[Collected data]

-=-=-

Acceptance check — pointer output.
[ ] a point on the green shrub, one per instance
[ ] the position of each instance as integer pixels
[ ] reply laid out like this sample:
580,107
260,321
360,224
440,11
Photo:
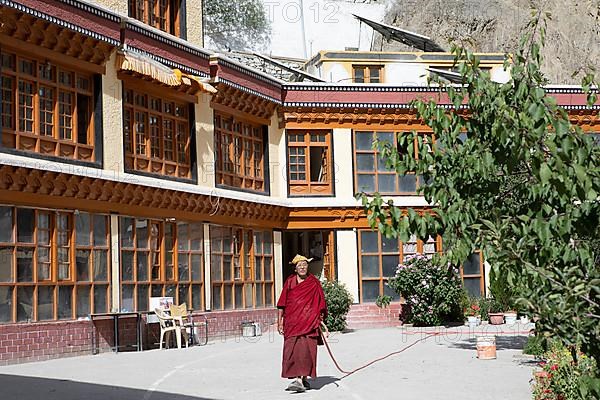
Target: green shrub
432,292
338,300
567,374
535,346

-=-=-

Aim of the exercise
What is needed is an exact reproduction of the data, pictures excluded.

Output of the exercise
Acceptance check — pointer output.
[ ] a point on the green shrub, one per instance
[ ] the position of each instance as integer pixels
[ ] reply laid out like this sample:
580,107
260,321
360,224
440,11
Photo:
Target: green shrub
432,292
338,300
567,374
535,346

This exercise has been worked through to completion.